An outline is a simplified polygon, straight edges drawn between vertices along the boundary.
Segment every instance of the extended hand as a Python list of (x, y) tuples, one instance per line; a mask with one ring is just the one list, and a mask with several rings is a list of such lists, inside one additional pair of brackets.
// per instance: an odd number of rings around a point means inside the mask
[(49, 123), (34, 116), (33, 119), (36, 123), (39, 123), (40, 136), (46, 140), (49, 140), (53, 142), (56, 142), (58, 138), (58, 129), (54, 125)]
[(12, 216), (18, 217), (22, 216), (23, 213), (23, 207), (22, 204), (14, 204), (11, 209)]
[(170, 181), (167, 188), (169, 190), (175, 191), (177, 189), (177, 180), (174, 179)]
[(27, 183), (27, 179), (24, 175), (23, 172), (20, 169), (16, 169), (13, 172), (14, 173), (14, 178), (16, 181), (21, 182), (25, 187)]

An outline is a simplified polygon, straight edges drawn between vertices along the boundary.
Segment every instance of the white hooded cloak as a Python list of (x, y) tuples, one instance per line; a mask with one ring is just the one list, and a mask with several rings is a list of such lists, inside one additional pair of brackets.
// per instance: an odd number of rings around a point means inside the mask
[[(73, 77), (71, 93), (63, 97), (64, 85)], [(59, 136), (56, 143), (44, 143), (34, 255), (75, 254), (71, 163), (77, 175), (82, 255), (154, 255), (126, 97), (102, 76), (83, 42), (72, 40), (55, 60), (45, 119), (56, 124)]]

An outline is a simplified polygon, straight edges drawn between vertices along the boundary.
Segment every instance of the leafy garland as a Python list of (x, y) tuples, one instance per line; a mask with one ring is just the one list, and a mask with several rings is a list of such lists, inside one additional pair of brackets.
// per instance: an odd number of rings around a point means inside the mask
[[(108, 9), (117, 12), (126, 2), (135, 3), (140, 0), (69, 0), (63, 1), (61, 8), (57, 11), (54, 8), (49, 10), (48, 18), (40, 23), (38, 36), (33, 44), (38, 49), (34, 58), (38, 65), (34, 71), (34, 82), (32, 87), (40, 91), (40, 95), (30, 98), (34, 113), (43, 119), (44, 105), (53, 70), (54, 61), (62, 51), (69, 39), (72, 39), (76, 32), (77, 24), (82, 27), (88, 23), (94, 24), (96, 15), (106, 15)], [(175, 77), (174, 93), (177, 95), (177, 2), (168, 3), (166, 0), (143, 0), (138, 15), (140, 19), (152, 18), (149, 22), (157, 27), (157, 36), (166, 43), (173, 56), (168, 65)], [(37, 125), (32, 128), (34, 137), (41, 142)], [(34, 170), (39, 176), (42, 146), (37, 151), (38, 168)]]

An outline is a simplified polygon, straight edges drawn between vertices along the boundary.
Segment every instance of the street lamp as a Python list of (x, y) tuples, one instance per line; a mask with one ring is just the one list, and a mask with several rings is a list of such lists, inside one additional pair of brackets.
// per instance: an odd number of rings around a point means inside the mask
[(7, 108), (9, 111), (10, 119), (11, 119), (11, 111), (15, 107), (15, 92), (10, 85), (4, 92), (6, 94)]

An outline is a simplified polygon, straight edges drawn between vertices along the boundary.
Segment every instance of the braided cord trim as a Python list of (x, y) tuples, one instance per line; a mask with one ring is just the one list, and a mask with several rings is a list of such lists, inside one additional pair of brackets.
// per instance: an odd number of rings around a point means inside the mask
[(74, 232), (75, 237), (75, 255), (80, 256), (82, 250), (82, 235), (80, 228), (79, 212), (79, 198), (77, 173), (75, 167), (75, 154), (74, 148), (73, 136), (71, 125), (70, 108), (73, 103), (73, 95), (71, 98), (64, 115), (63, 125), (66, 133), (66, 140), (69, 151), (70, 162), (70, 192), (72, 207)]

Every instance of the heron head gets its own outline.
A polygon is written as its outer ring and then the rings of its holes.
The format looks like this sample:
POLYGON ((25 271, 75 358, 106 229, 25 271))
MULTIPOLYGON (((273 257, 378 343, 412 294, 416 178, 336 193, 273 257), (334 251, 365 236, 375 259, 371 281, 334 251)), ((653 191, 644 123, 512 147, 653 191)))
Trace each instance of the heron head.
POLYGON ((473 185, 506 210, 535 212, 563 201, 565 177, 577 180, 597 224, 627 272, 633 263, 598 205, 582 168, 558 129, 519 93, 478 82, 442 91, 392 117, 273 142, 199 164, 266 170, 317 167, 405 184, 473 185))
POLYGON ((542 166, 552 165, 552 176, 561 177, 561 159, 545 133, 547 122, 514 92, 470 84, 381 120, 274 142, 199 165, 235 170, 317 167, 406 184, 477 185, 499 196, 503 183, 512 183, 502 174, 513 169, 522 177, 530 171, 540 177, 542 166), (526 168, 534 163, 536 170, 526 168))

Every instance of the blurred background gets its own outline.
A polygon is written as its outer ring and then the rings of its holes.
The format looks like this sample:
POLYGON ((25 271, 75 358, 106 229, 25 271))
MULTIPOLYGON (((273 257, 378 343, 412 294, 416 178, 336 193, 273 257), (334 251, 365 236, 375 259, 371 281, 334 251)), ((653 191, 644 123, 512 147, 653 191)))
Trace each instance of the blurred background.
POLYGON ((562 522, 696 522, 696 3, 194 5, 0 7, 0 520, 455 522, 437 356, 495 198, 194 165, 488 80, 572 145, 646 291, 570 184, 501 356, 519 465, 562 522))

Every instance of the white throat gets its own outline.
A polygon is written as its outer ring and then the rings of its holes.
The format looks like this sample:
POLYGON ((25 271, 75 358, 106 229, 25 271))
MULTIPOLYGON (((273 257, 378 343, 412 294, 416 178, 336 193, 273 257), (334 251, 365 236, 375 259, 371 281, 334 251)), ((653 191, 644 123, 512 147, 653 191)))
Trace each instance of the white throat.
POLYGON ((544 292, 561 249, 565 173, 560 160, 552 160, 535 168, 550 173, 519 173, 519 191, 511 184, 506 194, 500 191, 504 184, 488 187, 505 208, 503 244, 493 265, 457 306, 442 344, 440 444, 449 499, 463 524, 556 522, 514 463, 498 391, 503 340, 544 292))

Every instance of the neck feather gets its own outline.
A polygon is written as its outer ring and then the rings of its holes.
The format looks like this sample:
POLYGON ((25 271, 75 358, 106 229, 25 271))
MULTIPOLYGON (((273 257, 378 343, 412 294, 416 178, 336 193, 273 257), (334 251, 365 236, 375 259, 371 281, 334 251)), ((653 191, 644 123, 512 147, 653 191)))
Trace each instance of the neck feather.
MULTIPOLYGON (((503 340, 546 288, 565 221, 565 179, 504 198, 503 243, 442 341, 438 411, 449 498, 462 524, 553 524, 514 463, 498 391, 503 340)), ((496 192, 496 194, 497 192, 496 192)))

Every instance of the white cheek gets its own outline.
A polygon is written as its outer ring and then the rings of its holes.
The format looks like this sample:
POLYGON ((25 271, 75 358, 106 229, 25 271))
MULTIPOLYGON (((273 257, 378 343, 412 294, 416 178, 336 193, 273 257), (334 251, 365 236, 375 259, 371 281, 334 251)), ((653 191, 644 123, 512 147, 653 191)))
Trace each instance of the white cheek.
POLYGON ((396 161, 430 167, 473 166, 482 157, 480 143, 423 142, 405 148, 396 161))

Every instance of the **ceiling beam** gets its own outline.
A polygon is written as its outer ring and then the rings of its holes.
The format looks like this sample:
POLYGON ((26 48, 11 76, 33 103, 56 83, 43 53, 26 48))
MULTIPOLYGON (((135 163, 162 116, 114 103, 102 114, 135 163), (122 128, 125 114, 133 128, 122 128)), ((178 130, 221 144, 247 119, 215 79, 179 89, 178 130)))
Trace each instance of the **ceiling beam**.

....

*TASK*
Pull out every line in the records above that contains the string "white", copying each line whole. Match case exactly.

*FINISHED EXERCISE*
Segment every instance of the white hooded cloak as a Python list of (x, y) tuples, one instance per line; a mask with one ring is just the one list, and a mask with several rings is a list of such lists, inside one additional pair of brackets.
Every instance of the white throat gets its own outline.
Trace each instance of the white throat.
Every instance of the white cheek gets its own outline.
Trace each instance of the white cheek.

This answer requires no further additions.